Istruzioni:
a) Nel testo sull'astensionismo, a chi ha inviato una denuncia il movimento CVDP?
b) Ricopia il passo del testo sull'astensionismo partendo dalle parole "L’astensionismo, dunque, alle" e fermandoti dopo le parole "mai registrata prima.".

Brano del testo:
* * * * * * *

L’astensionismo, dunque, alle elezioni amministrative che si terranno nel prossimo weekend dovrebbe verificarsi con una percentuale più bassa rispetto agli anni passati. Il sondaggista sottolinea che non ci sono dati certi, eppure l’andamento potrebbe proprio essere quello previsto da Mannheimer, con un’affluenza alle urne mai registrata prima.
Nicola Piepoli, dell’omonimo istituto demoscopico, sottolinea invece che l’astensionismo in Italia non esiste, dal momento che nel nostro paese l’affluenza alle urne rimane al di sopra della media di tutto gli altri paesi dell’Unione Europea. Un eventuale calo alle urne, sostiene il sondaggista, non dovrebbe penalizzare o favorire nessuno. Sarà così? Lunedì vi sapremo dire ![]()
Aggiornamento del 13 maggio 2011, ore 17.35: dopo aver scritto questo articolo, abbiamo ricevuto un comunicato stampa dal CVDP, il movimento astensionista politico per il rilancio della sovranità popolare, che vi riassumiamo in queste righe. Il movimento ha inviato una denuncia all’AGCOM e al Presidente della Repubblica per il tentativo di spingere gli elettori italiani a recarsi alle urne alle prossime elezioni. Tentativo fatto da molte testate giornalistiche attraverso l’intervento di esponenti di Istituti di sondaggio. Una pratica che, il movimento sottolinea, è illegittima, perché viola le norme del pluralismo, del contraddittorio, della par condicio e dei regolamenti che vietano, alla vigilia delle elezioni, di pubblicare in parte o totalmente sondaggi che potrebbero alterare le convinzioni degli elettori. Astensionismo compreso.

* * * * * * *

Dati dell'esercizio:
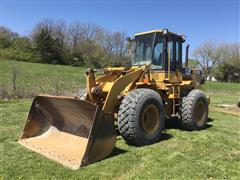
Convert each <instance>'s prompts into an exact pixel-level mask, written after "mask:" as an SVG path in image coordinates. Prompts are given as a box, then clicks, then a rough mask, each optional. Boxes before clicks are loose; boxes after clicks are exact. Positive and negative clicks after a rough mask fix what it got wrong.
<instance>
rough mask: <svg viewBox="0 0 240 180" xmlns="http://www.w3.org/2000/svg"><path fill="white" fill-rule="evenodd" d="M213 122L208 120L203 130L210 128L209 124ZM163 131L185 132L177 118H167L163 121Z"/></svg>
mask: <svg viewBox="0 0 240 180" xmlns="http://www.w3.org/2000/svg"><path fill="white" fill-rule="evenodd" d="M213 121H214V119H212V118H208V120H207V124H206V127H205V129H208V128H211V127H212V126H213V125H212V124H209V123H210V122H213ZM165 129H179V130H182V131H186V130H185V129H183V128H182V127H181V125H180V122H179V119H178V118H177V117H171V118H167V119H166V121H165Z"/></svg>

* * * * * * *

Soluzioni:
a) All'AGCOM e al Presidente della Repubblica.

b)
L’astensionismo, dunque, alle elezioni amministrative che si terranno nel prossimo weekend dovrebbe verificarsi con una percentuale più bassa rispetto agli anni passati. Il sondaggista sottolinea che non ci sono dati certi, eppure l’andamento potrebbe proprio essere quello previsto da Mannheimer, con un’affluenza alle urne mai registrata prima.